▶ SET PROBLEM
Reproduce the part of the lines below that opens with the first line and closes with the line containing "[[[0,78],[9,78],[16,61],[20,36],[8,28],[0,30]]]", both ends included, leaving the requests as they are. Multiply every coordinate in the answers by 1.3 and round each result to a whole number, rounding halves up.
========
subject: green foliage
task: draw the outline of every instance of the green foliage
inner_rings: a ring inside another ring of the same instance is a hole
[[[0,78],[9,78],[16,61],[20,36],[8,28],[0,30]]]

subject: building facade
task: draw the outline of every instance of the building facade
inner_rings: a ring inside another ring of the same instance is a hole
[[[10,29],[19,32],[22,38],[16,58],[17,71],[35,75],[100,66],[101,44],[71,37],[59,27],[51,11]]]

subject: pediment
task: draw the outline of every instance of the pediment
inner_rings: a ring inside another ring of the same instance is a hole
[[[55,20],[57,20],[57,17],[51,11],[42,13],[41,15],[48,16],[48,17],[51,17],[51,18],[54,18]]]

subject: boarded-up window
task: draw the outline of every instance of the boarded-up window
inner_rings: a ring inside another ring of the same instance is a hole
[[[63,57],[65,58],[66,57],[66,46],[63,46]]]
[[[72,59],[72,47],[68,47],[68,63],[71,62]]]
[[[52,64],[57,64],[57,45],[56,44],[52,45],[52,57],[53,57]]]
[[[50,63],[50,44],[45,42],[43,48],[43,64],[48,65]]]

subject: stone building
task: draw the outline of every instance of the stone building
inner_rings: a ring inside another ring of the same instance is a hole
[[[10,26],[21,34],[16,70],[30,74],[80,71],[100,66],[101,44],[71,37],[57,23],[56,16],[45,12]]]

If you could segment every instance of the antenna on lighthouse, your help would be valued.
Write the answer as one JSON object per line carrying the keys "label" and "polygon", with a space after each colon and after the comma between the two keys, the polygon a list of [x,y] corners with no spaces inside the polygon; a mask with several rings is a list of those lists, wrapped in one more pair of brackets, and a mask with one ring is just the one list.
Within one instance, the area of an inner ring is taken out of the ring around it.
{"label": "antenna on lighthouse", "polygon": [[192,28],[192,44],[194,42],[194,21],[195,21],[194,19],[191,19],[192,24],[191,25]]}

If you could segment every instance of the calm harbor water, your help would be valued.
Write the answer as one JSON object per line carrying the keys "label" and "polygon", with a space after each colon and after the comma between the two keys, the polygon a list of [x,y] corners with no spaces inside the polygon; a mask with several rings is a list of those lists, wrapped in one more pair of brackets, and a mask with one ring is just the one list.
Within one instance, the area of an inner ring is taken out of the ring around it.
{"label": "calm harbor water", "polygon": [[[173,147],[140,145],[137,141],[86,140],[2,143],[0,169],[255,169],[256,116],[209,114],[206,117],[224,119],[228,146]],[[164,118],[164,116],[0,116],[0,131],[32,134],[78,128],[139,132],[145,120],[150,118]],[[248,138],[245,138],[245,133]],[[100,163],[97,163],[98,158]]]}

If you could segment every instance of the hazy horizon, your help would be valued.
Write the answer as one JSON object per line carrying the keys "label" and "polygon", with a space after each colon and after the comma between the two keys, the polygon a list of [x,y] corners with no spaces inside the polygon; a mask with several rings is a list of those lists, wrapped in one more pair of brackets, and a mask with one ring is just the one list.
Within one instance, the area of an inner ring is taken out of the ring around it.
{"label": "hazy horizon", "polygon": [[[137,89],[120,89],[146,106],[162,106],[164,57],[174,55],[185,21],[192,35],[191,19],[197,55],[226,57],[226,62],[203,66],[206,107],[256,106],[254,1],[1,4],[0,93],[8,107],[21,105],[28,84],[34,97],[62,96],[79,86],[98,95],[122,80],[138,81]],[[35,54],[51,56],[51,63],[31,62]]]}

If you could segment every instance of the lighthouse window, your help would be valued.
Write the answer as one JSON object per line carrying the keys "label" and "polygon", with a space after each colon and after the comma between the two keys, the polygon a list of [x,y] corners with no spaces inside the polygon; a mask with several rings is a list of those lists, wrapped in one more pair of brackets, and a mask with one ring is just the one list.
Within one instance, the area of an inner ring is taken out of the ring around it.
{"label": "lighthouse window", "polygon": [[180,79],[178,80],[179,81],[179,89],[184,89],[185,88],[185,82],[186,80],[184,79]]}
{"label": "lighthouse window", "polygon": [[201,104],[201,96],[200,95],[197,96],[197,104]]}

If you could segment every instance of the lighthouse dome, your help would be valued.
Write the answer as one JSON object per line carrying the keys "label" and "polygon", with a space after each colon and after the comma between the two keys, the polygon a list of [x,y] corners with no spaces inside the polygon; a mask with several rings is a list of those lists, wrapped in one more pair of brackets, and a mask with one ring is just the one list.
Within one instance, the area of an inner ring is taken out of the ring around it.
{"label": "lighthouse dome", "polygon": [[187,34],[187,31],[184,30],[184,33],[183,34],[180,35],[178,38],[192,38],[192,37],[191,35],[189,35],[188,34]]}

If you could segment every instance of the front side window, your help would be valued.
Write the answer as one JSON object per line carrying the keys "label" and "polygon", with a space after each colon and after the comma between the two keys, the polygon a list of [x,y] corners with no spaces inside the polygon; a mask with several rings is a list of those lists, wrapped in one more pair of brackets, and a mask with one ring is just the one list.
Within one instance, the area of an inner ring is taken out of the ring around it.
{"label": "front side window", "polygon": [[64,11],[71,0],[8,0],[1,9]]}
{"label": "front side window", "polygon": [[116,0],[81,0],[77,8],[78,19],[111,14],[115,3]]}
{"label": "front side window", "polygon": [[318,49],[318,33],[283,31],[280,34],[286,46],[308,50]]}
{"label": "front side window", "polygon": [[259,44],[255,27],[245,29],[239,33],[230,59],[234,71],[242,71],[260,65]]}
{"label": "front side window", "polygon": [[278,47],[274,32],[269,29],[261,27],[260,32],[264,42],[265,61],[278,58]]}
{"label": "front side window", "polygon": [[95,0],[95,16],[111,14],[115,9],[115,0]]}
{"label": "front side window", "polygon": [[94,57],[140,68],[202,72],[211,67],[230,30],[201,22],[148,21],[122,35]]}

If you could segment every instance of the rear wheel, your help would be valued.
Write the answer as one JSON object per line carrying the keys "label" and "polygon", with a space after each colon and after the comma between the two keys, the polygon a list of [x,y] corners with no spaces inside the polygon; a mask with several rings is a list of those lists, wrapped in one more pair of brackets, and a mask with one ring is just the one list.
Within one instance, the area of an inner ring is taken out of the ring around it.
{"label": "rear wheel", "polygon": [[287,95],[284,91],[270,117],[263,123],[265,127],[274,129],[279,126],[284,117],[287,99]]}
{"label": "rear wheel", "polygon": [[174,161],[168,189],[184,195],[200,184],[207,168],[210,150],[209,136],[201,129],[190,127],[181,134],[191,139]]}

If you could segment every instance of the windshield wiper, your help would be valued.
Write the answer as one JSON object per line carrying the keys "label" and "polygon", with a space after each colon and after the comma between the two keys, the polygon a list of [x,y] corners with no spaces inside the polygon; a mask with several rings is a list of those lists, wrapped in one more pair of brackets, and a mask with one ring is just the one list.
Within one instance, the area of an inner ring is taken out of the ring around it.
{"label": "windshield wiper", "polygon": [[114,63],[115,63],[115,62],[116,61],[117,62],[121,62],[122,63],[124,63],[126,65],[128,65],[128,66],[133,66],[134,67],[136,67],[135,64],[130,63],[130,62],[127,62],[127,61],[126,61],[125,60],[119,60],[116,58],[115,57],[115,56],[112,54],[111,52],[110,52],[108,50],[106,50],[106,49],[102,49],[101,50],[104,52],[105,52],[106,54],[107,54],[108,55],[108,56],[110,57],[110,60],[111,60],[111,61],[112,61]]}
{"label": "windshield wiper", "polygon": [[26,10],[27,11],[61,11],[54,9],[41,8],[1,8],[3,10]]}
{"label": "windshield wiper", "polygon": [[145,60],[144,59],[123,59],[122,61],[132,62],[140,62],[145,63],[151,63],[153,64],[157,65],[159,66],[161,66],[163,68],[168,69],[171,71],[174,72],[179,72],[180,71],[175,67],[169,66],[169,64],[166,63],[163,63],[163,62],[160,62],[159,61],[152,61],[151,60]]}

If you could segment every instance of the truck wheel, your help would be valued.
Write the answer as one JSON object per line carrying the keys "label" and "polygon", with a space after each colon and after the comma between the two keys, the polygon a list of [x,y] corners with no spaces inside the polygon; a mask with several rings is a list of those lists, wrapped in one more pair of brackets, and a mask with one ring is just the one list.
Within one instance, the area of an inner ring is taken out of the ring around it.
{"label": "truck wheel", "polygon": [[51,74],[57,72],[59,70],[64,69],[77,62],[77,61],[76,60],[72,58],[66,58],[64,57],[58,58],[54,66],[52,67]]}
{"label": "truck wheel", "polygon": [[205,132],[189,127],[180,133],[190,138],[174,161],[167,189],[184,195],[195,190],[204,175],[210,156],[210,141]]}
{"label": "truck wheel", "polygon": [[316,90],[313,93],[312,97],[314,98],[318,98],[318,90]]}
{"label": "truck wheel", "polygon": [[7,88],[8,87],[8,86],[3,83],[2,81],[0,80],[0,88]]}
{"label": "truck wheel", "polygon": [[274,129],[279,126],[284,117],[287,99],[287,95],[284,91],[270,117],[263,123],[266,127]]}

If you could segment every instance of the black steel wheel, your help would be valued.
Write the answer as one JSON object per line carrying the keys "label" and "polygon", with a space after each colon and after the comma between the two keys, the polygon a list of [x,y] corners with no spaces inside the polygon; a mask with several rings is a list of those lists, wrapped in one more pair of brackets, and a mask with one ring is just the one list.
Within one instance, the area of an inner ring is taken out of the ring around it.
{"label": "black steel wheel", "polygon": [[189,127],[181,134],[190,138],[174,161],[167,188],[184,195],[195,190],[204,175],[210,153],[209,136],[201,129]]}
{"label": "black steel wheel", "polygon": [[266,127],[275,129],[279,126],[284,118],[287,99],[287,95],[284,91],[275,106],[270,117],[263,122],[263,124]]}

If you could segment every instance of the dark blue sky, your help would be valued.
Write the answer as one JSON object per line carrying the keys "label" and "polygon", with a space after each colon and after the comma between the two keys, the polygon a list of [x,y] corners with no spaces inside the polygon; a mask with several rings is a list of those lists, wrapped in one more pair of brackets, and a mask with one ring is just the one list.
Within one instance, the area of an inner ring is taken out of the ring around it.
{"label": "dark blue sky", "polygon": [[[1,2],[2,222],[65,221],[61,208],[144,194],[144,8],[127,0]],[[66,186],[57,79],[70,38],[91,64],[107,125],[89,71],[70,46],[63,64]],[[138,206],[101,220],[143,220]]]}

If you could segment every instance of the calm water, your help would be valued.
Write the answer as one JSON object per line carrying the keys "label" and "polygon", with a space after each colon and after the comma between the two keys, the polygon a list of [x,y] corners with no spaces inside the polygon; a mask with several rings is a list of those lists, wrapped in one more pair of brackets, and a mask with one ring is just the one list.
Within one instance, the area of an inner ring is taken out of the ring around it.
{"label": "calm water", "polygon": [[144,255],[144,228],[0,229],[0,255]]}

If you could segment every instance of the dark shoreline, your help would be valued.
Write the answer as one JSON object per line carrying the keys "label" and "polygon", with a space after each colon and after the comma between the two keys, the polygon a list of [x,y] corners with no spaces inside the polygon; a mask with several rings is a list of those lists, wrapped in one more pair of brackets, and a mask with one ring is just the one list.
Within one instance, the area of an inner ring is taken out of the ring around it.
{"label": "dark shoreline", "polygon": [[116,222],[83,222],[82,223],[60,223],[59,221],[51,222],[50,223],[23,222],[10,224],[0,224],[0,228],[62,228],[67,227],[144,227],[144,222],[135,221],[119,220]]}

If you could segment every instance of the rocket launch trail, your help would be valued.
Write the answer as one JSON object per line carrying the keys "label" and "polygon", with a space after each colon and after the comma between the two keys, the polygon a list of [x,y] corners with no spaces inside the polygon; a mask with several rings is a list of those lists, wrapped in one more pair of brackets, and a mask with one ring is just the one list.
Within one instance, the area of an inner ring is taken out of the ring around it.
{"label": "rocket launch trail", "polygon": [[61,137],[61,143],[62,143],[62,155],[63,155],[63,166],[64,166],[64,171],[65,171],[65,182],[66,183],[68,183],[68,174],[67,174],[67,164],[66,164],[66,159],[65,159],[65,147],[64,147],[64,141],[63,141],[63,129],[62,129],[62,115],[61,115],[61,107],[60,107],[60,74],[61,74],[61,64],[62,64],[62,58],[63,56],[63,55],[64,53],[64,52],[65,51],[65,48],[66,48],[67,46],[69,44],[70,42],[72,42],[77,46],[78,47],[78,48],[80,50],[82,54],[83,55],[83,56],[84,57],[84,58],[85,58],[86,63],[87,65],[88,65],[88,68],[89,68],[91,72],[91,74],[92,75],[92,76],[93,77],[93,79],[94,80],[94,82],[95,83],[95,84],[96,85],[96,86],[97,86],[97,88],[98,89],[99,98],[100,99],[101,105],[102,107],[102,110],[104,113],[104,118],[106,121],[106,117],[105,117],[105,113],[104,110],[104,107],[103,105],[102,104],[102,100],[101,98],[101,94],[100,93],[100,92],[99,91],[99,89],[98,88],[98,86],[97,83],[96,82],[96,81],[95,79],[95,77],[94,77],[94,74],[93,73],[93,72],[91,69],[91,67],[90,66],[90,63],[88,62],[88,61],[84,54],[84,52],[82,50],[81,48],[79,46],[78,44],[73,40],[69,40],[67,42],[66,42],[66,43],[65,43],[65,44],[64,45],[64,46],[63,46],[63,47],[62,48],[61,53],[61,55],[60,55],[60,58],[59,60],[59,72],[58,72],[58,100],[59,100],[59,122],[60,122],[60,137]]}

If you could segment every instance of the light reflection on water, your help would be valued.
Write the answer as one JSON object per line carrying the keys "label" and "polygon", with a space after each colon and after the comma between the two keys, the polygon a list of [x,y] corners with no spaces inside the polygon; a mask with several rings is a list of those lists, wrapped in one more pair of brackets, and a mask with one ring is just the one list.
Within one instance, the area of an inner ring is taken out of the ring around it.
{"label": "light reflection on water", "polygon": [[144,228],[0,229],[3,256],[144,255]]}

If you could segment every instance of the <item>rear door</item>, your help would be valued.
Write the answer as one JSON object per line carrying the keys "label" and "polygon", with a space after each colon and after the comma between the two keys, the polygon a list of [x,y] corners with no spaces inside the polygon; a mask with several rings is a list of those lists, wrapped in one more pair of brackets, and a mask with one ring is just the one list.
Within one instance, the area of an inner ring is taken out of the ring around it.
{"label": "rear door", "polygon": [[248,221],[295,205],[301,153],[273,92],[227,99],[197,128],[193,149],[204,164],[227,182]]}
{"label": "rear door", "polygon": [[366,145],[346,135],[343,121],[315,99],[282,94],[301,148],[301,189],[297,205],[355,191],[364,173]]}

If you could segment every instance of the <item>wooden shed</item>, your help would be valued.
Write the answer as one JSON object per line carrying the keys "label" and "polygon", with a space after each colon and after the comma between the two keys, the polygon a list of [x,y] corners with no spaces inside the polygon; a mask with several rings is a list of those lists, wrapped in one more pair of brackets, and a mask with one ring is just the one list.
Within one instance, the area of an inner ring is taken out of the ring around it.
========
▶ CORRECT OUTPUT
subject: green foliage
task: draw the outline of every instance of the green foliage
inner_rings: a ring inside another ring of the same instance is a hole
[[[0,101],[12,101],[21,79],[26,47],[10,36],[0,39]]]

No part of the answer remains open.